> _Exercise objective_
Reproduce each line of the entries that carries "lantern".

[Point localization data]
● ● ● ●

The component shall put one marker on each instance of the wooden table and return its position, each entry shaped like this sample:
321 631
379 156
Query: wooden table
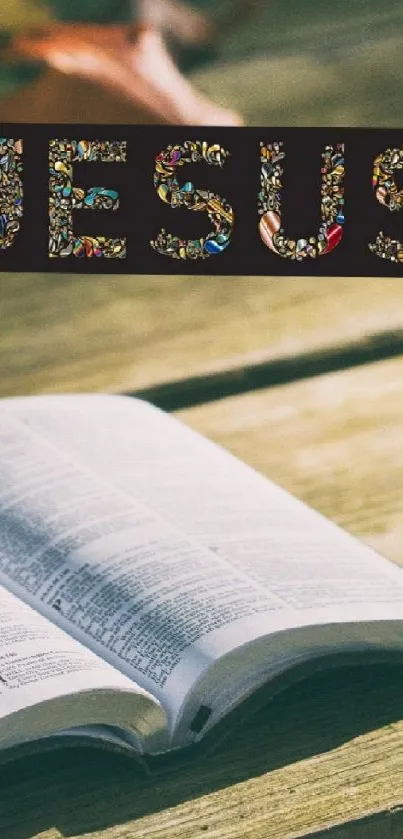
313 374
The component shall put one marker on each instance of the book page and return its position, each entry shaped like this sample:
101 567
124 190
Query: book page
108 570
240 558
40 662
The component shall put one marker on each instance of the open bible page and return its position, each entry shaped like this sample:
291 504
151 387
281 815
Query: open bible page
240 559
108 570
258 528
39 663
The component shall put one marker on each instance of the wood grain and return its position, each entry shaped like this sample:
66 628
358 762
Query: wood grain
322 754
334 441
61 333
326 754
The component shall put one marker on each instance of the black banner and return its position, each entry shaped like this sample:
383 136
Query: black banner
209 201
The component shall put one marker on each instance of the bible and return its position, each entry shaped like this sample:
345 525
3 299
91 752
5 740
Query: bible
154 589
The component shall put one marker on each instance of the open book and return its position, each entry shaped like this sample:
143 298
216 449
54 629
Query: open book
151 583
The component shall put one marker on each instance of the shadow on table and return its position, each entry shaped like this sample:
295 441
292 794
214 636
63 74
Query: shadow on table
83 790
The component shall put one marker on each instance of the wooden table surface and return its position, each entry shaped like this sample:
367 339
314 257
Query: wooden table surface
326 754
311 372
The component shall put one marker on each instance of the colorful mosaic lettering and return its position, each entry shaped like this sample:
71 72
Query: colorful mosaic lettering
332 204
388 194
64 198
169 190
11 190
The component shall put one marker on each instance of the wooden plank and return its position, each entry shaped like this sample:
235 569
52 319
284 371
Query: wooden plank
335 441
327 753
300 766
122 333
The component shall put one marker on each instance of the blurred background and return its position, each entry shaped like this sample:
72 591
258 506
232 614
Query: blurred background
303 64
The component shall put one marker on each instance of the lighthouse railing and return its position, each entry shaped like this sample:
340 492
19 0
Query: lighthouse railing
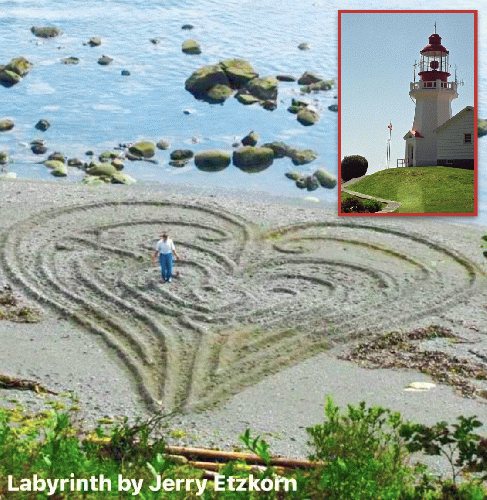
432 85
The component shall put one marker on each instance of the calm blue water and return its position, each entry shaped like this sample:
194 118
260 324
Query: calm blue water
95 108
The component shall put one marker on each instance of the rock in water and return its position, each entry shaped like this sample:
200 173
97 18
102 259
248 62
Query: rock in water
325 179
46 32
307 117
250 139
212 161
263 88
6 125
144 149
238 71
191 47
105 60
251 159
204 78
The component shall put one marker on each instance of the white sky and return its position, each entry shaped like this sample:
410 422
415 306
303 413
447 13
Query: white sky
378 51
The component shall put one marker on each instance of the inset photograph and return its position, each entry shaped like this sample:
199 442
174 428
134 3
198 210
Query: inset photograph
408 113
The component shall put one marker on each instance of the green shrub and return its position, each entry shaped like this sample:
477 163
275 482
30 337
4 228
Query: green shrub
373 206
353 205
353 166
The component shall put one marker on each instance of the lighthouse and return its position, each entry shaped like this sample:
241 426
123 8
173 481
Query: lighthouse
433 94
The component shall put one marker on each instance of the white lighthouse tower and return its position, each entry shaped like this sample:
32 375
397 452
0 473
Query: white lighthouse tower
433 94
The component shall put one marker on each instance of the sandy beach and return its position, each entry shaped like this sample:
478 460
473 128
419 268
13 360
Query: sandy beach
270 291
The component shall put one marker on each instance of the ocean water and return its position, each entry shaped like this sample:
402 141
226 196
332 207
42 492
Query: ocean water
93 107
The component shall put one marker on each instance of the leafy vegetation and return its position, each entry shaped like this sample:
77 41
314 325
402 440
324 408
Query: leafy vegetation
423 189
353 166
361 455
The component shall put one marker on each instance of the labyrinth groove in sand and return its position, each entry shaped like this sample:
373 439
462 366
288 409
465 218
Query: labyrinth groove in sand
248 302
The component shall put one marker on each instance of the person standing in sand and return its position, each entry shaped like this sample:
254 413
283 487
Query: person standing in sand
165 249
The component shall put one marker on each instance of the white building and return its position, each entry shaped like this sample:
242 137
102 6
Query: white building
427 143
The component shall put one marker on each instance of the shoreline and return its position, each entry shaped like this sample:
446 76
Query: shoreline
279 400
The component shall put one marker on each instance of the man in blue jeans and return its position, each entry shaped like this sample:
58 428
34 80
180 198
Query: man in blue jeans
165 250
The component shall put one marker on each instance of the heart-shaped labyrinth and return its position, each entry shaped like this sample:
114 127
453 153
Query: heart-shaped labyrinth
247 302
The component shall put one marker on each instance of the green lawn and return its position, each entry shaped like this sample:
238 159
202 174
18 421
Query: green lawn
422 189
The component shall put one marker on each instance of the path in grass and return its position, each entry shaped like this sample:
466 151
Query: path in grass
422 189
390 205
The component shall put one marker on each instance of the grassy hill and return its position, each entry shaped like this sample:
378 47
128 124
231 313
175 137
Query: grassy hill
422 189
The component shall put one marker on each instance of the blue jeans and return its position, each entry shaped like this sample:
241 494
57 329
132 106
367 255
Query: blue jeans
165 260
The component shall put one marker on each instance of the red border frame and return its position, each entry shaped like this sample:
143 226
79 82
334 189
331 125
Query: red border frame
476 162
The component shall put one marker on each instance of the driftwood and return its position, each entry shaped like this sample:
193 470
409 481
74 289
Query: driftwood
20 384
217 456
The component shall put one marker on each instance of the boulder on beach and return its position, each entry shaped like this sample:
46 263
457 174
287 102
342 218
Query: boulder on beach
9 78
250 139
246 98
38 147
19 65
105 60
94 41
57 156
238 71
286 78
212 161
482 127
42 125
46 31
6 124
280 149
204 78
312 183
101 169
308 77
58 168
162 144
181 154
143 149
307 117
191 47
218 93
253 159
293 175
14 71
70 60
325 179
263 88
302 156
122 178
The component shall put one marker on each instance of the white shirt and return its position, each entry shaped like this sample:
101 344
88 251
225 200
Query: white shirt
165 247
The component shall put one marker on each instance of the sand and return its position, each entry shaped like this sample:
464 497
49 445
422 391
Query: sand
270 290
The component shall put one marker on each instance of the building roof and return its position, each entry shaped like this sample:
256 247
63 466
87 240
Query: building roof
455 117
413 133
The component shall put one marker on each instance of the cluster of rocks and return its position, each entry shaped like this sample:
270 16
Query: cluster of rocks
217 82
482 127
14 71
312 182
6 124
46 31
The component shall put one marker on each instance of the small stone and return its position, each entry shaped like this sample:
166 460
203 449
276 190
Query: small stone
42 125
105 60
191 47
70 60
181 154
250 139
6 125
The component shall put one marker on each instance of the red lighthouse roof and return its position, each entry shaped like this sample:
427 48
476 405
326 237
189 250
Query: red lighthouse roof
434 45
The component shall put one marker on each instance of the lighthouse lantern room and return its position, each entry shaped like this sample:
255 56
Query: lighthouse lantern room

● ● ● ●

> _Response to this task_
The component shall put one marker on each instance of the lighthouse lantern room and return its position, each entry shaped like this sample:
Query: lighthouse lantern room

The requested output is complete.